RECORDS TO USE:
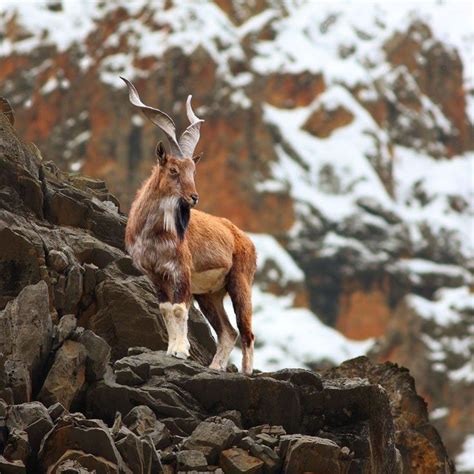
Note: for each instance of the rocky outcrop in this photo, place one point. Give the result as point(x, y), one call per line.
point(87, 400)
point(64, 243)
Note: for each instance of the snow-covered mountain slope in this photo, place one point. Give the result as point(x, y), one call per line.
point(339, 133)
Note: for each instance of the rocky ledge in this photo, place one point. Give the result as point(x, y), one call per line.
point(86, 387)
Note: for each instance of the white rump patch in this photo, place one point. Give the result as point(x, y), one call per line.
point(208, 281)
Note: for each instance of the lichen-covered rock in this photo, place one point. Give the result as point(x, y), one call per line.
point(25, 340)
point(66, 377)
point(238, 461)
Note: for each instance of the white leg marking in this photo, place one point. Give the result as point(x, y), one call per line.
point(181, 348)
point(224, 348)
point(247, 358)
point(170, 323)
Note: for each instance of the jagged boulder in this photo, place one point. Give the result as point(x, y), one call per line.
point(25, 341)
point(68, 232)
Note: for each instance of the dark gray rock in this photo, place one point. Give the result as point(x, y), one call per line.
point(238, 461)
point(25, 339)
point(56, 410)
point(57, 260)
point(313, 454)
point(72, 431)
point(191, 460)
point(11, 467)
point(23, 415)
point(17, 447)
point(66, 377)
point(98, 355)
point(66, 326)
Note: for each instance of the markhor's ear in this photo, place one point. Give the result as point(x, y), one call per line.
point(161, 153)
point(197, 158)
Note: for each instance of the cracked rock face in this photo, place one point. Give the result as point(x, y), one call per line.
point(85, 385)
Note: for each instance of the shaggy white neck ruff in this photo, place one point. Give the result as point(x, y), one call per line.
point(168, 210)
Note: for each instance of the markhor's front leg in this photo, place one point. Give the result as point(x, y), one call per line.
point(175, 317)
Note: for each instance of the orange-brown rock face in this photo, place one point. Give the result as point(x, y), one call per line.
point(331, 178)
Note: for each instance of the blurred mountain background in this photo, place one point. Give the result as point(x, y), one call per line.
point(339, 134)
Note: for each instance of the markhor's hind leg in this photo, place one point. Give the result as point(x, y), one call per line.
point(212, 306)
point(240, 292)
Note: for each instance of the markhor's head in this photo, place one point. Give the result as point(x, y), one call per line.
point(178, 168)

WHAT YOU HAVE TO DO: Up to and including the last line of the data, copy each line exactly, starting with the line that contains "Note: for each instance of the markhor's front".

TASK OUTPUT:
Note: for each instance of the markhor's front leg in this photo, place one point. Give the result as point(x, y), one call per line.
point(175, 317)
Note: for each instance of the orange-brown rock face in this photo, place one point. Give the result as point(x, y), one call per line.
point(331, 178)
Note: for each instance of the blurred mountain background in this photo, place one point. Give the result as point(x, y), one call per line.
point(339, 134)
Note: for each instance of the markhor's hind leg in this photo, place one point. Give the result as point(x, y), one call per line.
point(212, 306)
point(240, 292)
Note: for each instance of the markhor's head in this photo, place one point. Give the result as point(x, y), one call per line.
point(178, 168)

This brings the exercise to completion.